Requirements: Show each line of the items below that contains the word "star", treating case as significant.

Begin Input material

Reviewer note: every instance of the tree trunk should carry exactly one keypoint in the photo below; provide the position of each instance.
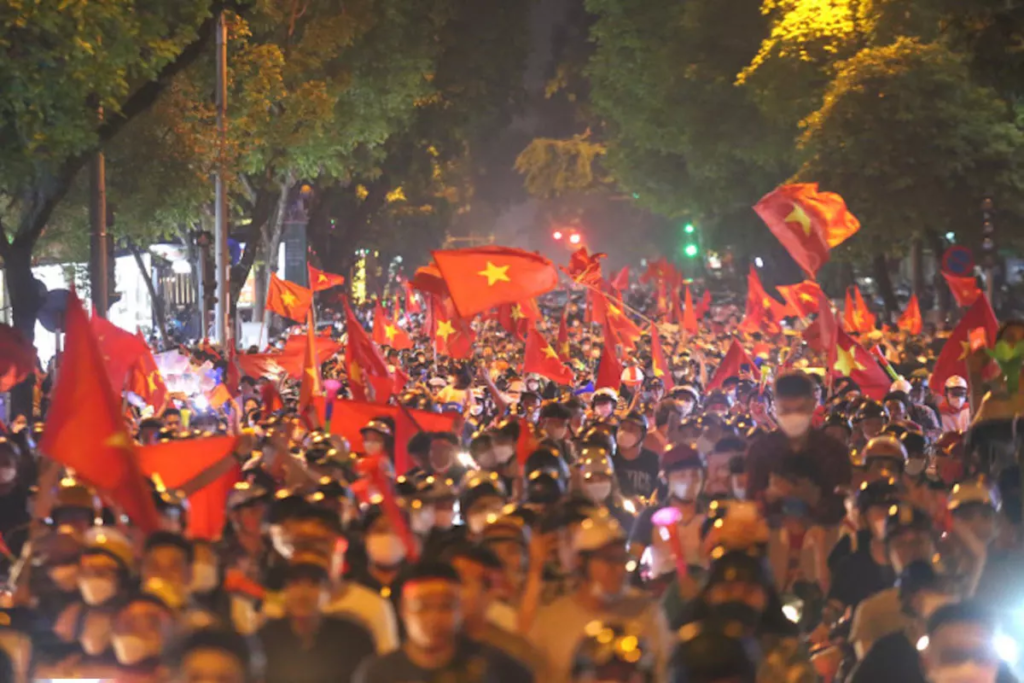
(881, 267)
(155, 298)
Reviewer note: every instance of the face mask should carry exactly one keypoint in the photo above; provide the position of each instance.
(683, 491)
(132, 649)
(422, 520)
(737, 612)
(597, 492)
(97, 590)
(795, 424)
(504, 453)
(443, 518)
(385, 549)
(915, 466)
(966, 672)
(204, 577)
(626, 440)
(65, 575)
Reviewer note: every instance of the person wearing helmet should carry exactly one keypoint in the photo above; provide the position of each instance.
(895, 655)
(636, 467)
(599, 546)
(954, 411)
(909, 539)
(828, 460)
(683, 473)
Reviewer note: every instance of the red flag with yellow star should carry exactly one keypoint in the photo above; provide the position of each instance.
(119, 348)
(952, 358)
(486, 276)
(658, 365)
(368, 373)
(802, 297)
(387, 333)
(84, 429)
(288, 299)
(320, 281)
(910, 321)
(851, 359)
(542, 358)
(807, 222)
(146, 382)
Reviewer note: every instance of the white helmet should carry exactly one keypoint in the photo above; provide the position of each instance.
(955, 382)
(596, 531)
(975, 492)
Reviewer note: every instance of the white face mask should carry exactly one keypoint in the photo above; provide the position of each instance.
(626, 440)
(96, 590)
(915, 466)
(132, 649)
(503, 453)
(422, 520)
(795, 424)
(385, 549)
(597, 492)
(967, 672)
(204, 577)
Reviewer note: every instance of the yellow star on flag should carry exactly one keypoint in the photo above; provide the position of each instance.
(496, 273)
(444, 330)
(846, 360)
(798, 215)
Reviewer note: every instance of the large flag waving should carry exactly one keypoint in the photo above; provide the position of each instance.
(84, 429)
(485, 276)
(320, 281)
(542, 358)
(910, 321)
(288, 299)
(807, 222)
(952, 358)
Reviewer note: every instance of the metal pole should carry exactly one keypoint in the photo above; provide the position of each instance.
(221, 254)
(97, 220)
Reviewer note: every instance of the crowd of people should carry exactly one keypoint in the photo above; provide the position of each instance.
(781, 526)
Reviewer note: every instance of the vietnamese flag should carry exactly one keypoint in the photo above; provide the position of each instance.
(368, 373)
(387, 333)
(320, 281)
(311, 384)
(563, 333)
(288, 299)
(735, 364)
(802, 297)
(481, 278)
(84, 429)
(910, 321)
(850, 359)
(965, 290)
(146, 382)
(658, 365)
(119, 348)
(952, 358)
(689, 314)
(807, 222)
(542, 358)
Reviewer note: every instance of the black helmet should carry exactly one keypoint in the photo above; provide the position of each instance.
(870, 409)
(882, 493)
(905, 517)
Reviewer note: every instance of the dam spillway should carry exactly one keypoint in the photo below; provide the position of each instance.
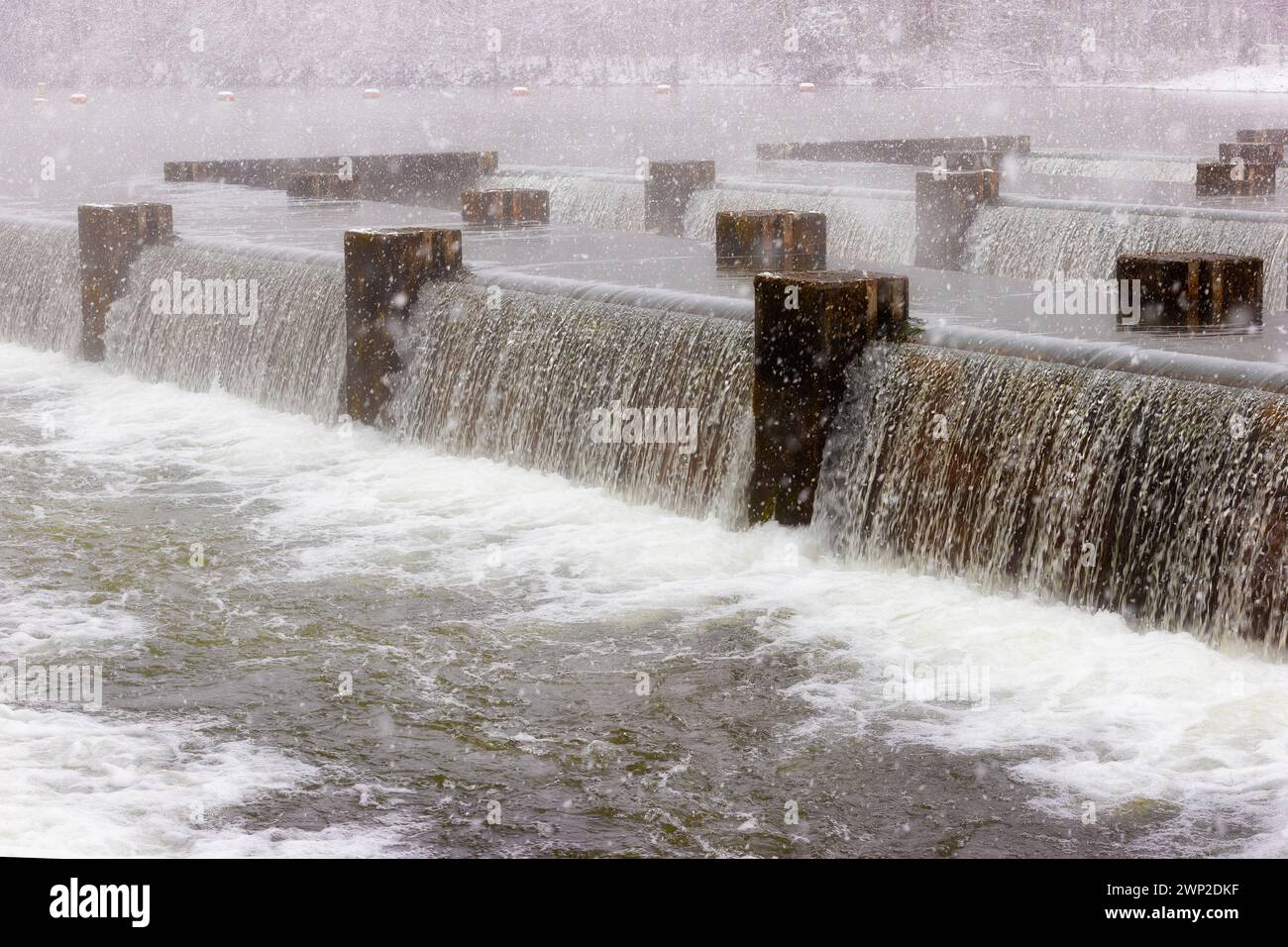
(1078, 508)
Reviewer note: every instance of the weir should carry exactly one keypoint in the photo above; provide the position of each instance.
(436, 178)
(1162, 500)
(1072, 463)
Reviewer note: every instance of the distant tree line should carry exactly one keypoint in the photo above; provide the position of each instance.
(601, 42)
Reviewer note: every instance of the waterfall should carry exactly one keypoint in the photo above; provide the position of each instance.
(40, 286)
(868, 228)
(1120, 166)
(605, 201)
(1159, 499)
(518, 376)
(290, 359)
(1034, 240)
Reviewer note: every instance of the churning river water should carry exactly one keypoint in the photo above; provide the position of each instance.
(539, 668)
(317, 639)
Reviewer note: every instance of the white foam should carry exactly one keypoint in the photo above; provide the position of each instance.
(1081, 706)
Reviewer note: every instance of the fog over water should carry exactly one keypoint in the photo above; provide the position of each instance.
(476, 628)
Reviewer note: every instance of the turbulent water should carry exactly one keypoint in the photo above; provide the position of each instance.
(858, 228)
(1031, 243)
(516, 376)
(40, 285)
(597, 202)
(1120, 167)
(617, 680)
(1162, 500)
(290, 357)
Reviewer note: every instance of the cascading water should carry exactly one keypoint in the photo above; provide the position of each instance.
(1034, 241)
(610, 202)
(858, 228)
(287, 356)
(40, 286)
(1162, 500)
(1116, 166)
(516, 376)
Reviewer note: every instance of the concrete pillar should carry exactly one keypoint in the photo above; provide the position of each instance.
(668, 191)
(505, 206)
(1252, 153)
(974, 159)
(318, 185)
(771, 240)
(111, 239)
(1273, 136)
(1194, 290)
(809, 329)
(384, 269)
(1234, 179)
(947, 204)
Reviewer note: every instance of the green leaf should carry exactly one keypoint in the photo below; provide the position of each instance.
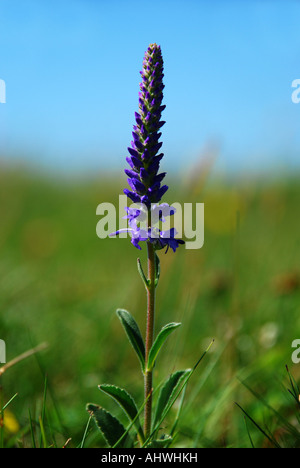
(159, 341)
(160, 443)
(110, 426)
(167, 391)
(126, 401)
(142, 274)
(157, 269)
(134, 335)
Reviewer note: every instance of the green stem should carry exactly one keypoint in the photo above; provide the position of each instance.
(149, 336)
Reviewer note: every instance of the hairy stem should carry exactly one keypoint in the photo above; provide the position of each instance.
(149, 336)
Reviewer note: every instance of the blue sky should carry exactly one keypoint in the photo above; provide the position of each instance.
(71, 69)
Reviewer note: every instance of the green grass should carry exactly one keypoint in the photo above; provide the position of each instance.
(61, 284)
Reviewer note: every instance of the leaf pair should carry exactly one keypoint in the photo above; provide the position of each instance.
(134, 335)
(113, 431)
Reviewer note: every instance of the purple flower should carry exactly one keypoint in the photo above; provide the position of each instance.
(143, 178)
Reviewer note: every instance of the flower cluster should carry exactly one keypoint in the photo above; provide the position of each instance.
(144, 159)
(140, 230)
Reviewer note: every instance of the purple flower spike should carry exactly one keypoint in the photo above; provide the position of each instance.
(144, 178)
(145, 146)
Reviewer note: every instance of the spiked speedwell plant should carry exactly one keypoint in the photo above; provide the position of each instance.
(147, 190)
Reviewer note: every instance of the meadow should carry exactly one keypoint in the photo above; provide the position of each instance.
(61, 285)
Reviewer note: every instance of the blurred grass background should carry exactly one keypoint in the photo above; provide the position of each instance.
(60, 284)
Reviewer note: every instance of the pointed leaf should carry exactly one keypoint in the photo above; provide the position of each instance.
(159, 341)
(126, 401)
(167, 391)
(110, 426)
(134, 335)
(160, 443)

End Input material
Begin Input material

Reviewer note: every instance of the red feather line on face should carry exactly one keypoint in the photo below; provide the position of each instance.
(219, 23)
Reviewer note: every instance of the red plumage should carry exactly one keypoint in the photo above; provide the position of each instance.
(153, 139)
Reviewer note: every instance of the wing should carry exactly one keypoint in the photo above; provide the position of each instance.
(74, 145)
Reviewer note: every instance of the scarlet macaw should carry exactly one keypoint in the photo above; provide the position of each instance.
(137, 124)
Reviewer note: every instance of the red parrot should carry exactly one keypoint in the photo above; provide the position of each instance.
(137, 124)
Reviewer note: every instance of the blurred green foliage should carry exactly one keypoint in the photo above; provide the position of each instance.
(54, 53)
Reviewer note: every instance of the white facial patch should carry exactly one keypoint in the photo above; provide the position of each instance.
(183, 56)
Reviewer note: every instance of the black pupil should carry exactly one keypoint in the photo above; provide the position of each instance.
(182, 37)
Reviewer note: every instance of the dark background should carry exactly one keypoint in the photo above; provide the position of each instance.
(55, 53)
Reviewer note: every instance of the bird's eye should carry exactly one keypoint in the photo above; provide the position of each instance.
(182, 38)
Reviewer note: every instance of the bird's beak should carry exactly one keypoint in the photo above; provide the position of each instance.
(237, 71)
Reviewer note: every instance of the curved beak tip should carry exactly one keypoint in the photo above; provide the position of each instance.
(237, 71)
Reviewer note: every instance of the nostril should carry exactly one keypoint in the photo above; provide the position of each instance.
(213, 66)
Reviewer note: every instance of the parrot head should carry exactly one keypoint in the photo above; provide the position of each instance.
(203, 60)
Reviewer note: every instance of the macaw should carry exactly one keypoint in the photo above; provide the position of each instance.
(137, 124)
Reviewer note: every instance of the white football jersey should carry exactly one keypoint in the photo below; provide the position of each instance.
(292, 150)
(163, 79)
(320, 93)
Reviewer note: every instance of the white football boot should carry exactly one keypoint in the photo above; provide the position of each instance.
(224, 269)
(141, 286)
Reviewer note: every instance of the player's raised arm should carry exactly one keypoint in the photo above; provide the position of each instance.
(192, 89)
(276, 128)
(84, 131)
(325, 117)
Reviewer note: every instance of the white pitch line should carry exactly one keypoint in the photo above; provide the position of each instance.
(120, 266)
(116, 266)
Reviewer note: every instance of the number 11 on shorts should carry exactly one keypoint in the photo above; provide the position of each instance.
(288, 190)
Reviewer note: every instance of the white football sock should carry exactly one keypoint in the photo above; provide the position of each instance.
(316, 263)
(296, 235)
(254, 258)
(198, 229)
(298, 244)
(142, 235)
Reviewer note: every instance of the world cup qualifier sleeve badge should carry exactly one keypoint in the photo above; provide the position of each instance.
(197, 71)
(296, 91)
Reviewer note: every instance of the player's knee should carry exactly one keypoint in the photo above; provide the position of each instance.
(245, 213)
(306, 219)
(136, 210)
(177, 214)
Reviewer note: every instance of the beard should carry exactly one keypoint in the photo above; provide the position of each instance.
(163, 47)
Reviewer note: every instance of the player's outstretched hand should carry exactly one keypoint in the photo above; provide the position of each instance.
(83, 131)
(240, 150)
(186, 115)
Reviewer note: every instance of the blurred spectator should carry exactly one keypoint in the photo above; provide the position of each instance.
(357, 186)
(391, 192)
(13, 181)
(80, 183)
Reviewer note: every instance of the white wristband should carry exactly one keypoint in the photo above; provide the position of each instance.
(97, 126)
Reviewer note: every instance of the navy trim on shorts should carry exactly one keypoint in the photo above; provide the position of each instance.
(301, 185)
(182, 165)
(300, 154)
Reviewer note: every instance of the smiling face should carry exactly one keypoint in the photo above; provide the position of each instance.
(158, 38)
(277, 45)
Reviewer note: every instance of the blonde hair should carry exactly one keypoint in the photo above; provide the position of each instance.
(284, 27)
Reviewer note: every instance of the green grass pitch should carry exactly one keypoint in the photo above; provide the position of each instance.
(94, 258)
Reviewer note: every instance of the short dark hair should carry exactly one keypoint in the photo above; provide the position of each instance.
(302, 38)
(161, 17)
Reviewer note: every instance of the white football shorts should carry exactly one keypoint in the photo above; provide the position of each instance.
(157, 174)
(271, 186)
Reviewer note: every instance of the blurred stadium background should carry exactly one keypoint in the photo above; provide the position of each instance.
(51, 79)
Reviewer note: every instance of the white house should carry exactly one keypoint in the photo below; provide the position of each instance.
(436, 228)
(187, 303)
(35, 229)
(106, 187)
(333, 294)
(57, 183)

End Input material

Correct result:
Reviewer note: every instance of the red flag with yellow star should carry exactly one keypoint in the photo above; provide the position of each instance.
Reviewer note: every instance of the yellow star on flag should carry exactly one keypoint in the photo above; provide the position of each instance.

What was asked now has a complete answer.